- Tasks to complete
- 1) From the passage about Minos and the Minotaur, write out the text from "The bull mated" up to and including "sea and drowned.".
- 2) According to the passage about Minos and the Minotaur, what did Daedalus build for Pasiphaë?

- Document extract
• • •
Minos justified his accession as king and prayed to Poseidon for a sign. Poseidon sent a giant white bull out of the sea. Minos was committed to sacrificing the bull to Poseidon, but then decided to substitute a different bull. In rage, Poseidon cursed Pasiphaë, Minos' wife, with a mad passion for the bull. Daedalus built her a wooden cow, which she hid inside.

The bull mated with the wooden cow and Pasiphaë was impregnated by the bull, giving birth to a horrible monster, again named Asterius, the Minotaur, half man half bull. Daedalus then built a complicated "chamber that with its tangled windings perplexed the outward way" called the Labyrinth, and Minos put the Minotaur in it. To make sure no one would ever know the secret of who the Minotaur was and how to get out of the Labyrinth (Daedalus knew both of these things), Minos imprisoned Daedalus and his son, Icarus, along with the monster. Daedalus and Icarus flew away on wings Daedalus invented, but Icarus' wings melted because he flew too close to the sun. Icarus fell in the sea and drowned.
• • •
- Records
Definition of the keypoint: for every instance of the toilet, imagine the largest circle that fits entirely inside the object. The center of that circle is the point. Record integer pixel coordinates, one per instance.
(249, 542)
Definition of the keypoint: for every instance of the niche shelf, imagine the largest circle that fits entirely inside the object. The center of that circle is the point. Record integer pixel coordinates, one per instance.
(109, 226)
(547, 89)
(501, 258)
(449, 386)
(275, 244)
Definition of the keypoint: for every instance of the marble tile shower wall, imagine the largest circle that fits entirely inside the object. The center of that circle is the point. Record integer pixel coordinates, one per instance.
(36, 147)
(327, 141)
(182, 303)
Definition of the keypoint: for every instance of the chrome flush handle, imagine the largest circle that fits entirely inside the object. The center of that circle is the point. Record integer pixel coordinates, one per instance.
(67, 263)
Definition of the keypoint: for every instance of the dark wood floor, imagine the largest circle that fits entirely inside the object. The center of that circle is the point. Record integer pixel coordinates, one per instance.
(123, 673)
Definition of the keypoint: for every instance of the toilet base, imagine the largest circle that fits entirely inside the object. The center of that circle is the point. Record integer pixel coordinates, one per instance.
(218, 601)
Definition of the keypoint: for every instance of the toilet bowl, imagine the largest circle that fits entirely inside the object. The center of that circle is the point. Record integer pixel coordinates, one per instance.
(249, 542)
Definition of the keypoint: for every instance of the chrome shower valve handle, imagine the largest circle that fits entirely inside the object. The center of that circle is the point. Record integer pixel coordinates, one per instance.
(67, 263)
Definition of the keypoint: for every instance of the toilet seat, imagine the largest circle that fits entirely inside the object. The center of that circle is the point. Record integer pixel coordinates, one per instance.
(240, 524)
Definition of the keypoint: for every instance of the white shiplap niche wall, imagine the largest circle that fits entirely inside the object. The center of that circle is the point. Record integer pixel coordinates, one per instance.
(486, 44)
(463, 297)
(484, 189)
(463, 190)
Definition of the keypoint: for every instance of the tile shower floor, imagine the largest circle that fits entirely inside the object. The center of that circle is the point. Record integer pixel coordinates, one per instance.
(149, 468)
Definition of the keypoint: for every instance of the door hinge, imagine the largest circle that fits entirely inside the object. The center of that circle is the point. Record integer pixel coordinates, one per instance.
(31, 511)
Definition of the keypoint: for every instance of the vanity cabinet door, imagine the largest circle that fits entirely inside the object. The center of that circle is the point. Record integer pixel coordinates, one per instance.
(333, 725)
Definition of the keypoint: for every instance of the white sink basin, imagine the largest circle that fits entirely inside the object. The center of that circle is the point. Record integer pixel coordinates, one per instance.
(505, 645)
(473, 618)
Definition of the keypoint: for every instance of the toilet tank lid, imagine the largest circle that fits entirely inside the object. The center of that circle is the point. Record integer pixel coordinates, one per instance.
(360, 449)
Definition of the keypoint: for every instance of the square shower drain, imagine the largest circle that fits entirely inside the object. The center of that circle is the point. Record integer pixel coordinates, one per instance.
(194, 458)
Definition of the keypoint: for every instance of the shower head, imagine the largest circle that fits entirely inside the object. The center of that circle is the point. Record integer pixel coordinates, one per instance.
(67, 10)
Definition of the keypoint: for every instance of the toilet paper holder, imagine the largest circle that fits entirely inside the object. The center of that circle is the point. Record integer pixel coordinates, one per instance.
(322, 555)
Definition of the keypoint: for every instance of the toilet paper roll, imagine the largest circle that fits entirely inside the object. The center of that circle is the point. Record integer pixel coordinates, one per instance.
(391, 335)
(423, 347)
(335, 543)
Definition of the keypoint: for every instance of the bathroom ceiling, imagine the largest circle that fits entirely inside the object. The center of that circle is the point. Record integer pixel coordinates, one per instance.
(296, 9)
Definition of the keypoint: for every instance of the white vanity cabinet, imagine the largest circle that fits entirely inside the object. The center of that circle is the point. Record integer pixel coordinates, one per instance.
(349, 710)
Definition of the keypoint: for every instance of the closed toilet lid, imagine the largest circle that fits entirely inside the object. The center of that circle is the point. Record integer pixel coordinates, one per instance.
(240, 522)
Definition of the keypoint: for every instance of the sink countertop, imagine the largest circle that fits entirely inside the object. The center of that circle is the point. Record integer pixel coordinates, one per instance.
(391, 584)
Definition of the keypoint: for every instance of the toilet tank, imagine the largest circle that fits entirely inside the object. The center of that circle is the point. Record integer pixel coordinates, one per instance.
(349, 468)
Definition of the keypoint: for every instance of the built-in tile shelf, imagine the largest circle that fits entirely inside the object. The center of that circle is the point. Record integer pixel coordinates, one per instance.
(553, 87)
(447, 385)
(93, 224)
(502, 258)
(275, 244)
• • •
- Answers to the problems
- 1)
The bull mated with the wooden cow and Pasiphaë was impregnated by the bull, giving birth to a horrible monster, again named Asterius, the Minotaur, half man half bull. Daedalus then built a complicated "chamber that with its tangled windings perplexed the outward way" called the Labyrinth, and Minos put the Minotaur in it. To make sure no one would ever know the secret of who the Minotaur was and how to get out of the Labyrinth (Daedalus knew both of these things), Minos imprisoned Daedalus and his son, Icarus, along with the monster. Daedalus and Icarus flew away on wings Daedalus invented, but Icarus' wings melted because he flew too close to the sun. Icarus fell in the sea and drowned.

- 2) A wooden cow.